## SET TASK A
Switch "autumn tree" to "fall tree" in the rows, from the line containing "Exercise. Find the street" through the last row, and give back only those lines with nothing else changed.

## SELECTED TEXT
An emergency set net fishing ban is being put into place around the Otago Peninsula to protect a threatened penguin population, following urgent calls from conservation groups who fear one of the world’s rarest penguins are on the brink of extinction.
The three-month ban would be in place from 5pm on Tuesday.
Department of Conservation (DoC) data showed the northern hoiho population (South Island and Rakiura/Stewart Island) had collapsed by 80% since 2008, from 739 breeding pairs to just 143, a drop of 80% from 2008 numbers.
Conservation groups including the Yellow-eyed Penguin Trust/Te Tautiaki Hoiho and the Environmental Law Initiative had urged the Government to put an emergency ban in place for the penguins’ breeding season, which began last month.
At the time, Oceans and Fisheries Minister Shane Jones and Conservation Minister Tama Potaka both said they were awaiting further advice, including a long-awaited “scientific multi-threat risk assessment”, which had been commissioned in September 2022.

## DATA SUPPLIED

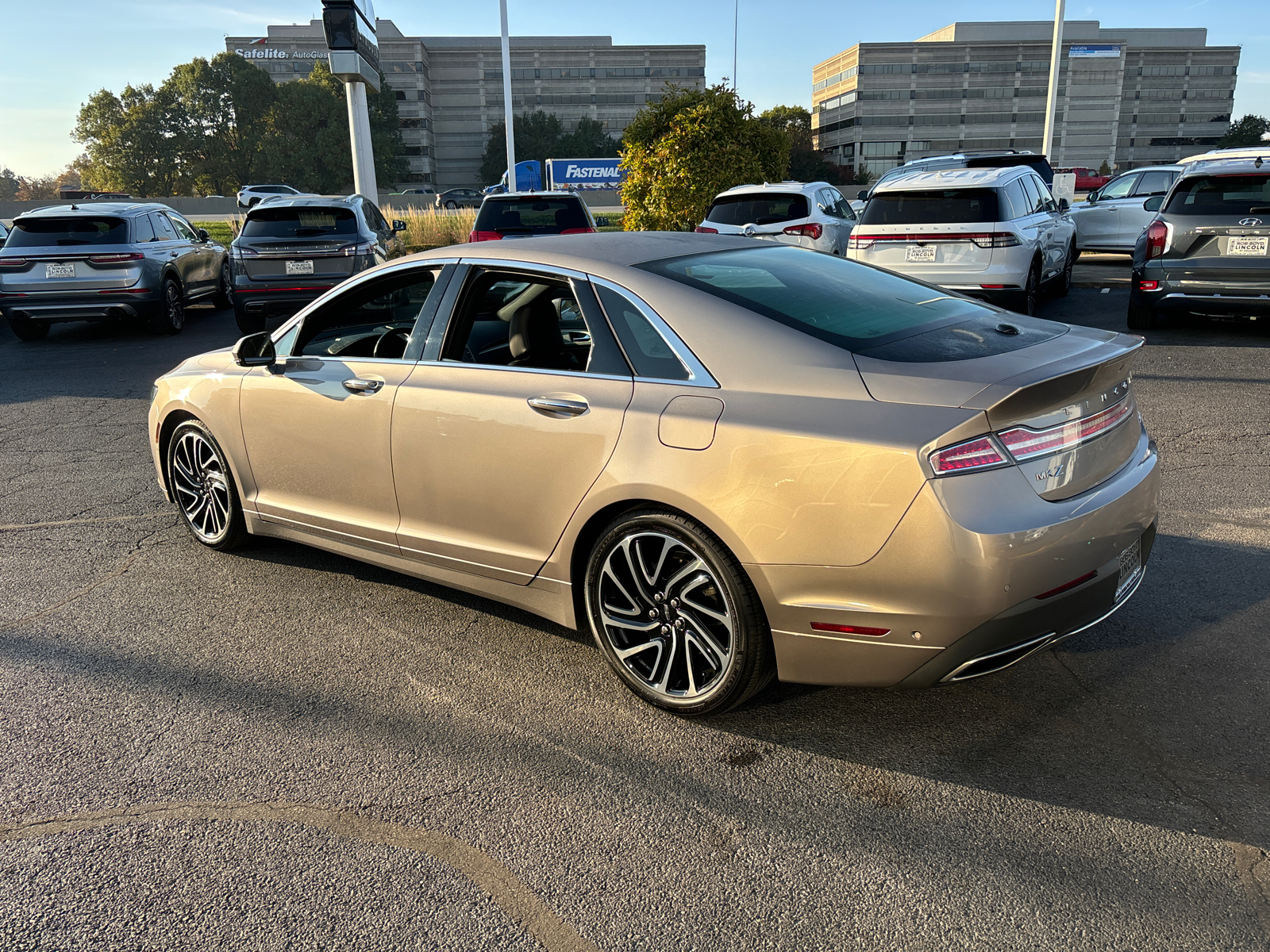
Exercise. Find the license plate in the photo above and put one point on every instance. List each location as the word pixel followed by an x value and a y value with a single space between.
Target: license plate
pixel 1246 245
pixel 1130 569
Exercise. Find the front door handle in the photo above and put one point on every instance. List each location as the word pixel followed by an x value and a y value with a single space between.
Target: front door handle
pixel 558 406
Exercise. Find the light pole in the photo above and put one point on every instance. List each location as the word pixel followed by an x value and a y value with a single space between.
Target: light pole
pixel 1056 60
pixel 508 113
pixel 355 57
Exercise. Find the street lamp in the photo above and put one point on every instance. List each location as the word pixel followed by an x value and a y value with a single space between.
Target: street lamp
pixel 355 57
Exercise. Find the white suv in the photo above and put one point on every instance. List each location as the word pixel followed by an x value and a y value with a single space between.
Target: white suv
pixel 810 215
pixel 995 234
pixel 251 196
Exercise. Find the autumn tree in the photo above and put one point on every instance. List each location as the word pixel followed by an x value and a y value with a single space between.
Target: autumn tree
pixel 694 144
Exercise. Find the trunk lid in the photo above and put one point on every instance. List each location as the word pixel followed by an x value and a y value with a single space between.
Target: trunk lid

## SET TASK B
In the penguin article, how many northern hoiho breeding pairs were there in 2008?

## COMPLETE ANSWER A
Exercise. Find the street lamp in the photo above and put one point on every instance. List each location as the word pixel followed by an x value and a y value with a single space between.
Target: street lamp
pixel 355 57
Exercise. Find the white suv in the photo above and put one point on every instance. List each location as the word pixel followed by an x value and a y value with a single space between.
Target: white suv
pixel 810 215
pixel 995 234
pixel 251 196
Exercise. Find the fall tree in the photo above and put one point on every instance. List each location as the word pixel followed by an x value and a y value with a single space between.
Target: fall tree
pixel 694 144
Exercise. Find the trunk lid in the photo above and put one point on every instance. List each location as the word pixel followed by an x value and a y value with a single space between.
Target: trunk lid

## COMPLETE ANSWER B
739 breeding pairs.